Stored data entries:
/---
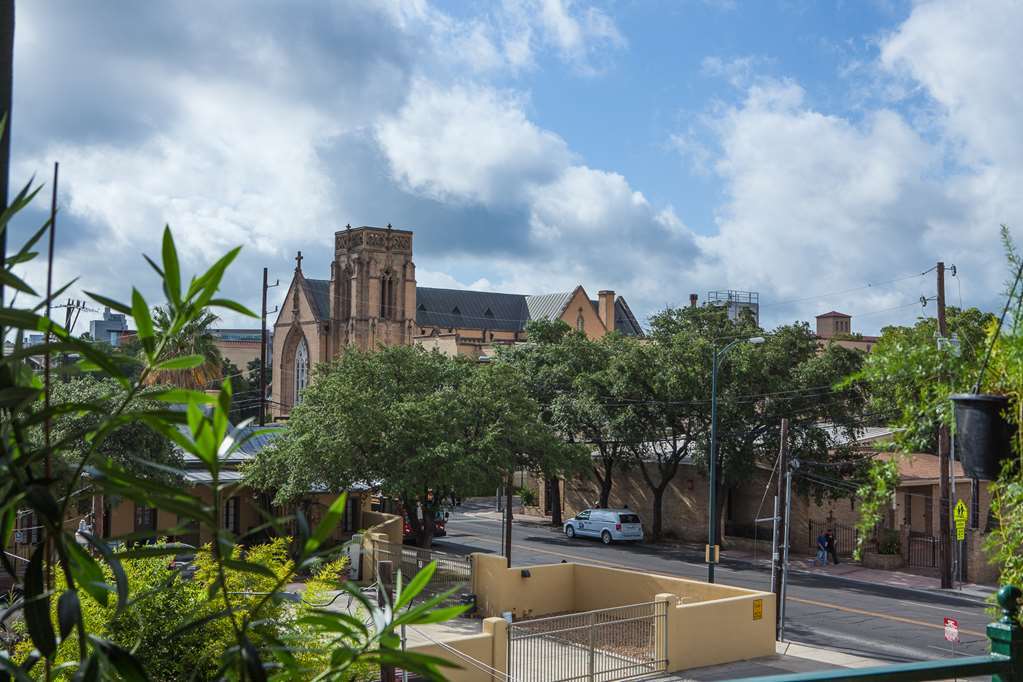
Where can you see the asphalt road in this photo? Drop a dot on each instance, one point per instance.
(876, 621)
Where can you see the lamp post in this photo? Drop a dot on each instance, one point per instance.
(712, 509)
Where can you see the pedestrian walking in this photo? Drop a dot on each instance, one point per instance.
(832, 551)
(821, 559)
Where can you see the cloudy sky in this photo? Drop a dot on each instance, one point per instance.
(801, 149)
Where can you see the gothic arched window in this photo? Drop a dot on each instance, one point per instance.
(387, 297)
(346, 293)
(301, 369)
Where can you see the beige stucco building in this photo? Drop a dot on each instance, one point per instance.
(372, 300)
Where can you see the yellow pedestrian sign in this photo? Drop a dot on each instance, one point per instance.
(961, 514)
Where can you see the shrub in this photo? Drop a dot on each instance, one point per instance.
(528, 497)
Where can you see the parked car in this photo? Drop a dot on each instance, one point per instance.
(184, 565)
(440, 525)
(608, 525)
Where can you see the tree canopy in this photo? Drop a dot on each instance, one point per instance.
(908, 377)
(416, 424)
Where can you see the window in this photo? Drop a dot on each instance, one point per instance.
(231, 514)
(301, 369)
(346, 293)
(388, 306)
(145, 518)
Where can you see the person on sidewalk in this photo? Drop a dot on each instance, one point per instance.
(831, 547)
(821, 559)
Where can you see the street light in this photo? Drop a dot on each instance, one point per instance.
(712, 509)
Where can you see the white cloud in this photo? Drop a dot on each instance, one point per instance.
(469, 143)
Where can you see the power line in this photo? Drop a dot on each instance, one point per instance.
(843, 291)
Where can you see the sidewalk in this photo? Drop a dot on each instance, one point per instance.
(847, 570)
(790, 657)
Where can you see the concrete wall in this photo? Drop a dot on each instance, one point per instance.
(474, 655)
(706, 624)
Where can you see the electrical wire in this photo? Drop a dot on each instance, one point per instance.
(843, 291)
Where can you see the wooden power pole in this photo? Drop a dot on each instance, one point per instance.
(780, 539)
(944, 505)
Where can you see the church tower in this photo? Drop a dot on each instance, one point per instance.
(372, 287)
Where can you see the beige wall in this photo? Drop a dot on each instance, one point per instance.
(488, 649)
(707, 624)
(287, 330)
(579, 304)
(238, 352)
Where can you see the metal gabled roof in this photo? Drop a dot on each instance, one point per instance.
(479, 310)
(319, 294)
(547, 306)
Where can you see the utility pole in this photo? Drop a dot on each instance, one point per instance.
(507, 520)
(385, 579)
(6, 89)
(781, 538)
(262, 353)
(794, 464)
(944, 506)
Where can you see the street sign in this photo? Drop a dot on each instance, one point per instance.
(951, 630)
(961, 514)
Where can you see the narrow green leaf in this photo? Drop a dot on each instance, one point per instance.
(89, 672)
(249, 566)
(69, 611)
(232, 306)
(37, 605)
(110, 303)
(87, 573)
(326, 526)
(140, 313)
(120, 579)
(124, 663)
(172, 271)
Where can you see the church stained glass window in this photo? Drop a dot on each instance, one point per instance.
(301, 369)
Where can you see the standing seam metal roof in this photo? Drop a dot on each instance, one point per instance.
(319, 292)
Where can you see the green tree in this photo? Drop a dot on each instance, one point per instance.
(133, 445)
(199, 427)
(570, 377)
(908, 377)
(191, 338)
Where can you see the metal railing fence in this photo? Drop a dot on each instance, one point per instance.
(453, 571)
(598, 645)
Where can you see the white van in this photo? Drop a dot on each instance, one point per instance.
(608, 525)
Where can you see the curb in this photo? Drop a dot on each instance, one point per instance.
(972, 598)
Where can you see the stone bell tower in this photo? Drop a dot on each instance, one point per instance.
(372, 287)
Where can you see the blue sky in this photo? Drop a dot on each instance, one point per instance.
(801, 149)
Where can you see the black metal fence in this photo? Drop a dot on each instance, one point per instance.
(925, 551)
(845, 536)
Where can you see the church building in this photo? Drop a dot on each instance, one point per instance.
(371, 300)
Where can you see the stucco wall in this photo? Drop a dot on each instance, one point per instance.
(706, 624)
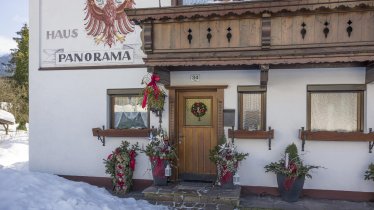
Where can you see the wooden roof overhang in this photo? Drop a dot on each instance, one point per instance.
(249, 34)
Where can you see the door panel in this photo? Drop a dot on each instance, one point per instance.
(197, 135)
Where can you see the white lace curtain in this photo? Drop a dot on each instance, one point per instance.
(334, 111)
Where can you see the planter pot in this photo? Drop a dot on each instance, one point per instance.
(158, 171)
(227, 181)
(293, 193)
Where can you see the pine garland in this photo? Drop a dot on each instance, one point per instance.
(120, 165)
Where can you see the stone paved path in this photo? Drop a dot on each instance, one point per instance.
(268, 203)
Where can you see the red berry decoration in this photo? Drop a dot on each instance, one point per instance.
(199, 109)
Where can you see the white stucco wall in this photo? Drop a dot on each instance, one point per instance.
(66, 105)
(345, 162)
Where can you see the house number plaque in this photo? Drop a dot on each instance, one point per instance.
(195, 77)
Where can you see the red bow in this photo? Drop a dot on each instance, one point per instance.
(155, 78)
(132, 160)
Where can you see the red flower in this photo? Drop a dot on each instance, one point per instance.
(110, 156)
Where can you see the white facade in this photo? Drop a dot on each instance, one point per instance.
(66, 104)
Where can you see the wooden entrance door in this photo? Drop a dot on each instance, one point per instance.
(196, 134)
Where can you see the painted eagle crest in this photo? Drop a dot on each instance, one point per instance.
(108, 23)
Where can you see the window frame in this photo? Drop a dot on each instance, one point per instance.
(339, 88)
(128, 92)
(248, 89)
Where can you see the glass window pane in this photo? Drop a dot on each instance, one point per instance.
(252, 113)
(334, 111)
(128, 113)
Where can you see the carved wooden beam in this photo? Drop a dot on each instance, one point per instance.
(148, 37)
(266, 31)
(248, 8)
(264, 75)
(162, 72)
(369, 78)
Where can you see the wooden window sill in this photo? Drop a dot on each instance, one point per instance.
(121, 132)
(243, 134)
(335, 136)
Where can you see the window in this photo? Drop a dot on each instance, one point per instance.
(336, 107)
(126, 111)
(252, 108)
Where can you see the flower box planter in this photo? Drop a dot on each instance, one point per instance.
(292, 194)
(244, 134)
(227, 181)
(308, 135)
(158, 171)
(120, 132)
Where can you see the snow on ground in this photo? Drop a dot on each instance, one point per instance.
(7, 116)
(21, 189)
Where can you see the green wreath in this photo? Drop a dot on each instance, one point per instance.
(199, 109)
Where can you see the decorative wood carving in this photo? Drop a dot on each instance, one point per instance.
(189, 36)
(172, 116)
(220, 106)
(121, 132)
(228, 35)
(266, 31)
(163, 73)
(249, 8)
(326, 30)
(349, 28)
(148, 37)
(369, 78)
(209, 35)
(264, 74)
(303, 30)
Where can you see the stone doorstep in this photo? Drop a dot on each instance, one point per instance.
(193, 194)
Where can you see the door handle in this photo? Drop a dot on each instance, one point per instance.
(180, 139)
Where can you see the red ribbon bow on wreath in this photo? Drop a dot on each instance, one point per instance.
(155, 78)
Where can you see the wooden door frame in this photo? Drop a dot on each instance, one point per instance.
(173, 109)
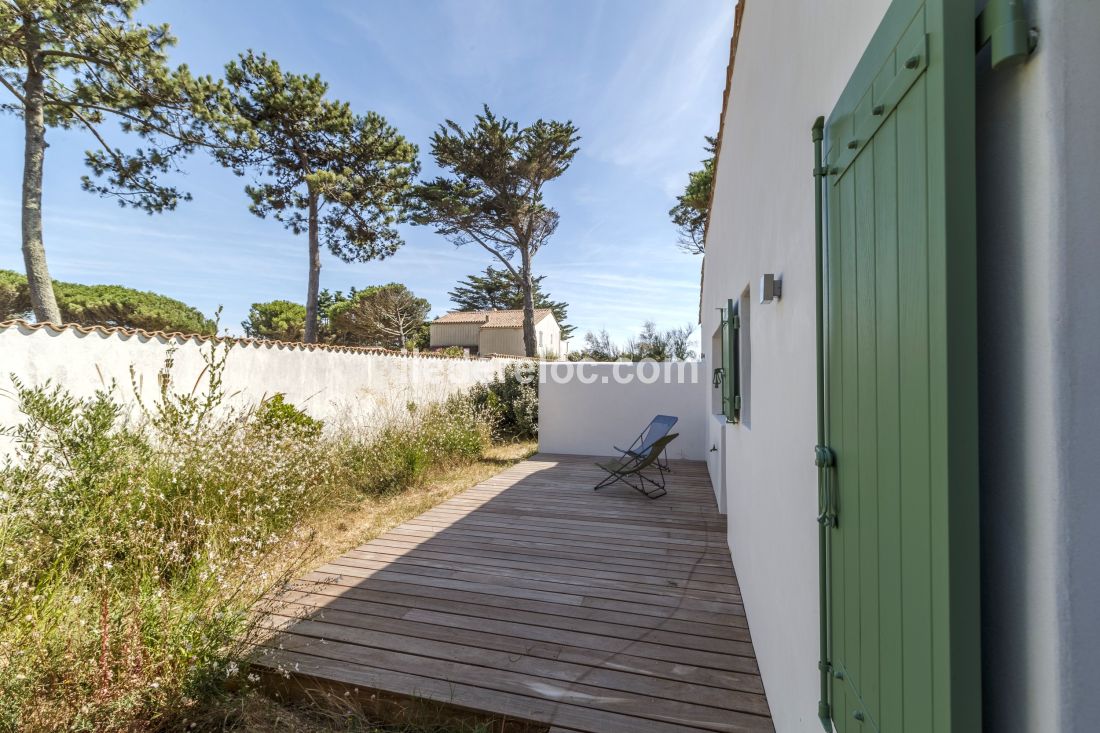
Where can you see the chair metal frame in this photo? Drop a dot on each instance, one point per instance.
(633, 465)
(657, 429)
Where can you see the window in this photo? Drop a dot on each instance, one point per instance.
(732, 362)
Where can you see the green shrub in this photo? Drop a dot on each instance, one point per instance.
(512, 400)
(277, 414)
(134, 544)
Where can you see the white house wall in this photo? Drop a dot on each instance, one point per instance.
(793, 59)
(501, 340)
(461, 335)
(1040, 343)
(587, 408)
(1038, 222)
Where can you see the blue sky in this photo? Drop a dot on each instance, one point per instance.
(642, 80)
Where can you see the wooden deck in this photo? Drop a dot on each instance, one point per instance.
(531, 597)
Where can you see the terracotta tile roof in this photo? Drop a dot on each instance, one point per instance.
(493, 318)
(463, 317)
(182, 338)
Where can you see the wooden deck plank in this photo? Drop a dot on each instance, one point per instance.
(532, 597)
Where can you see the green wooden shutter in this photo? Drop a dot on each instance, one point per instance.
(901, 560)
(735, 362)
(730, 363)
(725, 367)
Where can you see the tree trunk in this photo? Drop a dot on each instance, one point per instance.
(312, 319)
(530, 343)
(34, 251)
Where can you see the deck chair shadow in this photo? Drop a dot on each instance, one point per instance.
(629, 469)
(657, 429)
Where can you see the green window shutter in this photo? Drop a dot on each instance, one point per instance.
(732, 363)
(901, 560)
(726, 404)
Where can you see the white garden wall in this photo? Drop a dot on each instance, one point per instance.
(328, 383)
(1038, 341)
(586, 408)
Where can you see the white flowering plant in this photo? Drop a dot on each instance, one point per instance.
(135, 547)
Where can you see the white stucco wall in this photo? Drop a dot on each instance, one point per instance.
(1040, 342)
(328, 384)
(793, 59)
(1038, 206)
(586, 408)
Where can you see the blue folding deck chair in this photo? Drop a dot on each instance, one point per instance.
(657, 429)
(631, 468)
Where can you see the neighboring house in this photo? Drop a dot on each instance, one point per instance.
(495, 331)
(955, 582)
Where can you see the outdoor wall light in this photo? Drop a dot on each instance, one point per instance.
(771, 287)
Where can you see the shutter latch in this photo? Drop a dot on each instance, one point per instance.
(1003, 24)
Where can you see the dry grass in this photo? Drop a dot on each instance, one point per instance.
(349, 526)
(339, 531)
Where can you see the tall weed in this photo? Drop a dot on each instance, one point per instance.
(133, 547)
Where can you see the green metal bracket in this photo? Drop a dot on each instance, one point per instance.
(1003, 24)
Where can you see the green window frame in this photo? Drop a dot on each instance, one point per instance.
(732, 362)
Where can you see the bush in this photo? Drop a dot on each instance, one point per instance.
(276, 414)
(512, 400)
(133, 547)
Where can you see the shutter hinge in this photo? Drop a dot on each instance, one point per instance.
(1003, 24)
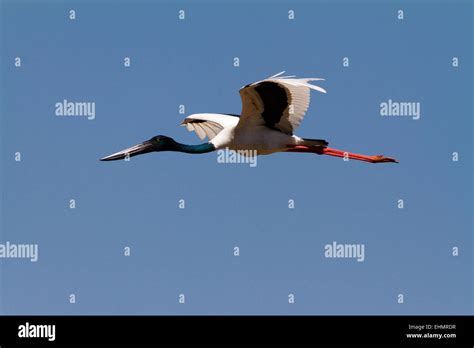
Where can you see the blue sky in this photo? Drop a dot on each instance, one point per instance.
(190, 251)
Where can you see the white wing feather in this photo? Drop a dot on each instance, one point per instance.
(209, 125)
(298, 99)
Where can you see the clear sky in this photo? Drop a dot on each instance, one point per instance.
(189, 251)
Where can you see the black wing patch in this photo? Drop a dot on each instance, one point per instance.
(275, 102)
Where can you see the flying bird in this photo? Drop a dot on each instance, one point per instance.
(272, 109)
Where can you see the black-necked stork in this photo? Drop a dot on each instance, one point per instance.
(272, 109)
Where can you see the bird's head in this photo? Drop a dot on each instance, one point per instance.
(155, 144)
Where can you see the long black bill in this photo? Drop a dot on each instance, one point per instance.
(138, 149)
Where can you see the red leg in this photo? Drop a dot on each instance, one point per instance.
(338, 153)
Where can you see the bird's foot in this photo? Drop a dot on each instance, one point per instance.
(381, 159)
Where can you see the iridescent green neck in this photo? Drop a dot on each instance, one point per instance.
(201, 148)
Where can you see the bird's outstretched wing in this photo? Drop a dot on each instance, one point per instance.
\---
▸ **Problem description**:
Repeat, without changes, every line from the one that contains "Where can you see the bird's head" through the final line of the data.

▸ **Answer**:
Where can you see the bird's head in this photo? Drop a dot on each instance, one point per instance.
(155, 144)
Where can you see the long black bill in this photo? Drop a dot on each instance, one point per instance.
(138, 149)
Where can you see the red leg in this photo? Drop a dot on each instance, one point per instance.
(338, 153)
Where can you see the bird's foot in this photo? Drop a dot on each instance, one point per instance.
(381, 159)
Where can you see the iridescent green neck in this photo? Drop a dot on each instance, one point per instance.
(201, 148)
Where can you see the bird's outstretched wing in this photo? Drop a dot on each instance, one point per instance.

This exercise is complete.